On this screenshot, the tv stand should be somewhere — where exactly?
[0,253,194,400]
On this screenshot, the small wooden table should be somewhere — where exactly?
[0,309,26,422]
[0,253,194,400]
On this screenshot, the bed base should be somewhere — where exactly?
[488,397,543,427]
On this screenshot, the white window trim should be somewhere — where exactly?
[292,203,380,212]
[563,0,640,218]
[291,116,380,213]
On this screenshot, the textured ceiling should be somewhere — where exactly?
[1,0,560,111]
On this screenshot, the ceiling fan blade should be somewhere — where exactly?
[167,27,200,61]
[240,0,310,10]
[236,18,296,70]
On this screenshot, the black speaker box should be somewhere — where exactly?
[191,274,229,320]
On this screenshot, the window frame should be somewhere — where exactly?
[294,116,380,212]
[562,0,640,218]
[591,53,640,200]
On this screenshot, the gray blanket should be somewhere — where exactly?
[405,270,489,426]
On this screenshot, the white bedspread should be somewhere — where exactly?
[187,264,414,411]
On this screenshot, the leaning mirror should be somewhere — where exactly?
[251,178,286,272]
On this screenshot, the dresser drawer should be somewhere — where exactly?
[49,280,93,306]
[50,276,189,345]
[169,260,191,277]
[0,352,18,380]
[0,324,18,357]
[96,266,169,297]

...

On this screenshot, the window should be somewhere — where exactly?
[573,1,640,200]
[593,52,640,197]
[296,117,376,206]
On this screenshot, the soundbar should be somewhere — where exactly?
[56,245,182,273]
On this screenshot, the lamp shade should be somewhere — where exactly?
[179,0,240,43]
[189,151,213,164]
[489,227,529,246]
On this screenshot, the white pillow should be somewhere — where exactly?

• _What this task involves_
Reproduce the part of the listing that opens with the line containing "On this screenshot, the tv" and closes with the line containing "[488,397,543,427]", both lines included, without any changes.

• _Result for this exercise_
On this screenshot, the tv stand should be somewhere — where exactly?
[0,253,194,400]
On this screenshot, the small wooden table should be somewhere — where exactly?
[0,309,26,422]
[0,253,194,400]
On this screenshot, the bed base should be somewhere — where exactly?
[488,397,543,427]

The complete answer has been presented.